**INPUT**
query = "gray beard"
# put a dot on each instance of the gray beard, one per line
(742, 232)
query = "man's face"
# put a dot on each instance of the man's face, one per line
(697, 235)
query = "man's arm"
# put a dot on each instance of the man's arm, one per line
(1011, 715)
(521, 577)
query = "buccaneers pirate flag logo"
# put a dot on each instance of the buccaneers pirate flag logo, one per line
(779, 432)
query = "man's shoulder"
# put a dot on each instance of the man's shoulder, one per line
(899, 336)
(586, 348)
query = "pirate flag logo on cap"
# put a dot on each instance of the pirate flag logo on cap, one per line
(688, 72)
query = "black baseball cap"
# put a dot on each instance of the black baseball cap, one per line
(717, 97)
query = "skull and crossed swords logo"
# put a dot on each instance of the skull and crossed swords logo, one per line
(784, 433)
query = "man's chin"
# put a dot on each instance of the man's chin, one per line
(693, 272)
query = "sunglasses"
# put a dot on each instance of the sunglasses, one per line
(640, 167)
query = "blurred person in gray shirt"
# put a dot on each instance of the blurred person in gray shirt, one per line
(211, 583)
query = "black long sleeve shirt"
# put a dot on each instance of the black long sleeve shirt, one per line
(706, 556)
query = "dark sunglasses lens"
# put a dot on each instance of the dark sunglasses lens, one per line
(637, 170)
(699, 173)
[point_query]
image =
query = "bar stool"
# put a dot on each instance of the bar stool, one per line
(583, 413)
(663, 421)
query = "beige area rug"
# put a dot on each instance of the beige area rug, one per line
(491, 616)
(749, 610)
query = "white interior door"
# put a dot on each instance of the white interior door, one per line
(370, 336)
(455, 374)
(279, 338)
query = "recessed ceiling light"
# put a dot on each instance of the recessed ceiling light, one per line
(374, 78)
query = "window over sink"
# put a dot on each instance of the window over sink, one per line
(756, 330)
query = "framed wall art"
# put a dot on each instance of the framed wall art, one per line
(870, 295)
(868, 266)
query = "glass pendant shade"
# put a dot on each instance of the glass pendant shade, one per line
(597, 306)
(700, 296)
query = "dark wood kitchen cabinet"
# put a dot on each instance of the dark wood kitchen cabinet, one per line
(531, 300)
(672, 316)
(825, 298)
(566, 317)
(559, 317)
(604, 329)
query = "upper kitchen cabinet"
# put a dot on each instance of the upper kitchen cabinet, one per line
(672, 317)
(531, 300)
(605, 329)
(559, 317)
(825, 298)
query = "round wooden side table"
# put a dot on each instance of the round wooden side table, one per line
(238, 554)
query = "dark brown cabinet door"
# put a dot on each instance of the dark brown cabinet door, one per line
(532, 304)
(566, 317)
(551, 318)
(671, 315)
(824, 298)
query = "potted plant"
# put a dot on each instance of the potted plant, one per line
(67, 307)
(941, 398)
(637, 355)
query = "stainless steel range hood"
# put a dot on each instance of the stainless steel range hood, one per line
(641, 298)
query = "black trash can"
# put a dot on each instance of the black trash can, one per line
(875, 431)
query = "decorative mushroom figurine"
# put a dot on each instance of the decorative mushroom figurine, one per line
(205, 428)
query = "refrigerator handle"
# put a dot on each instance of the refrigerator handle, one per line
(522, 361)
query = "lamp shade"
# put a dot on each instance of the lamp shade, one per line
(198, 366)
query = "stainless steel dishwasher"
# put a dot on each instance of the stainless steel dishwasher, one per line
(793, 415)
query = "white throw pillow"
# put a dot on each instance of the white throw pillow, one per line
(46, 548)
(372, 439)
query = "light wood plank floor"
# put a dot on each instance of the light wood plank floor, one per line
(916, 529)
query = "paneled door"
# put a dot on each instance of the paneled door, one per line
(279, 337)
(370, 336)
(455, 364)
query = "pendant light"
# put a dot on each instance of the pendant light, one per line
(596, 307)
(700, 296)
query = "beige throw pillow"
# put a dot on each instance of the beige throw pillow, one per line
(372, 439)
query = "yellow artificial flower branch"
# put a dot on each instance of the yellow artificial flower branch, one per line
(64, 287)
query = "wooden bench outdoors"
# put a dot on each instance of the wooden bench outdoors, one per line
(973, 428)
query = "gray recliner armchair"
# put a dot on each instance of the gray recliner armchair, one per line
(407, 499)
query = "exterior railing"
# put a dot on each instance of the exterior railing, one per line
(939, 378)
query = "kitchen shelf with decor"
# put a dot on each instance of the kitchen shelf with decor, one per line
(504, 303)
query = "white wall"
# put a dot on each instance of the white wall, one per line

**WHAT YOU NEED TO DO**
Please write out the whole of the material exactly.

**ANSWER SPACE**
query = "gray beard"
# put a dot on each instance of the gray beard, one per line
(742, 232)
query = "man's face"
# put a dot on each instance of the man's face, one per line
(697, 235)
query = "man's arm"
# put a dot on each instance of the man's arm, one per line
(1011, 715)
(521, 577)
query = "buccaneers pirate flag logo"
# put a dot on each instance of the buccaneers pirate flag logo, one per line
(779, 432)
query = "man's shoulder"
# put a dot on each instance of the man's shoulder, one per line
(899, 336)
(586, 348)
query = "pirate flag logo on cap"
# put a dot on each instance of the pirate flag logo on cap, one per line
(688, 72)
query = "black baseball cap"
# put a dot on each instance of the black baseball cap, one per line
(717, 97)
query = "skull and crossed swords logo"
# put a dot on each instance of the skull and crossed swords logo, one per line
(784, 433)
query = "man's chin"
# put a dot on each instance of the man's chin, one per line
(693, 272)
query = "sunglasses"
# put a dot on each instance of the sunglasses, one per line
(640, 167)
query = "blurred person in gray shirt"
# put a dot on each instance of the blurred person in gray shirt, one per line
(211, 583)
query = "black long sleeve shirt"
# put a dot on each instance of the black long sleeve shirt, one per line
(706, 556)
query = "dark sunglasses lens"
# put a dot on each instance of the dark sunglasses lens, one per line
(637, 170)
(699, 173)
[point_query]
image =
query = "bar stool"
# put a dot on each instance of the bar stool, one per line
(583, 413)
(663, 421)
query = "beige area rug"
# put a dot on each instance of the beige area rug, one per line
(491, 616)
(749, 610)
query = "white interior door"
# put a dot on each instance of the white interior door, one per line
(370, 336)
(455, 374)
(279, 338)
query = "recessed ceiling light"
# put a dot on each instance of the recessed ceiling light, one per line
(374, 78)
query = "window over sink"
# put a dot on each instance of the window over sink, one per line
(756, 330)
query = "framed wall art"
# put a dot on each instance of the framed wall art, one per line
(870, 295)
(868, 266)
query = "glass pendant shade"
# put a dot on each instance of the glass pendant shade, one per line
(597, 306)
(700, 296)
query = "dark wood kitchen cabinet"
# put a dot on each instance of the dark wood kitchen cabinet, one per line
(531, 300)
(672, 316)
(825, 298)
(566, 317)
(559, 317)
(604, 329)
query = "upper kitchen cabinet"
# put a dot on each instance of the upper kitchen cabinet, one per line
(672, 317)
(531, 300)
(605, 329)
(559, 317)
(825, 298)
query = "round wooden side table"
# put a dot on each instance of the round wooden side table, one per line
(238, 554)
query = "dark brown cabinet door"
# put a dot on each instance of the dark brown cabinet door, one per line
(532, 304)
(566, 317)
(551, 318)
(671, 315)
(824, 298)
query = "potted plant"
# put a dot on each instance of the potted plant, one per line
(67, 307)
(941, 398)
(637, 355)
query = "stainless steel range hood"
# put a dot on each instance of the stainless steel range hood, one per line
(641, 298)
query = "black trash can"
# put a dot on each instance of the black trash can, one per line
(875, 431)
query = "decorative mushroom figurine"
# put a dot on each instance of the decorative mushroom figurine, one per line
(205, 428)
query = "refrigerator handle"
# put a dot on each instance of the refrigerator handle, one per line
(522, 361)
query = "lamp shade"
# put a dot on each instance of the lamp shade, one per line
(198, 366)
query = "stainless steel dishwasher"
# put a dot on each instance of the stainless steel dishwasher, one per line
(793, 415)
query = "white throw pillow"
# put a dot on each instance of the white throw pillow, one per line
(46, 548)
(372, 439)
query = "light wood plank floor"
# put a dot on each instance of the light wood plank floor, one per line
(916, 529)
query = "paneled door"
# put a dot on each instance of the paneled door, one per line
(279, 337)
(370, 336)
(455, 364)
query = "pendant light"
# put a dot on each instance of the pendant light, one per line
(596, 307)
(700, 296)
query = "beige throw pillow"
# put a dot on each instance of the beige throw pillow, one per line
(372, 439)
query = "yellow artificial flower branch"
# put a dot on each instance of the yellow artificial flower branch, one per line
(64, 287)
query = "wooden bench outdoors"
# put a dot on each instance of the wooden bench outdoors, one per line
(973, 428)
query = "gray recliner armchair"
# put a dot on each instance of the gray recliner armchair, one per line
(407, 499)
query = "exterior railing"
# put a dot on each instance of the exterior railing, one per line
(939, 378)
query = "kitchen shelf with decor"
# put a dot on each instance of the kitchen shelf with decor, one per line
(504, 303)
query = "white wall"
# put a dot on each instance of the white wall, one per line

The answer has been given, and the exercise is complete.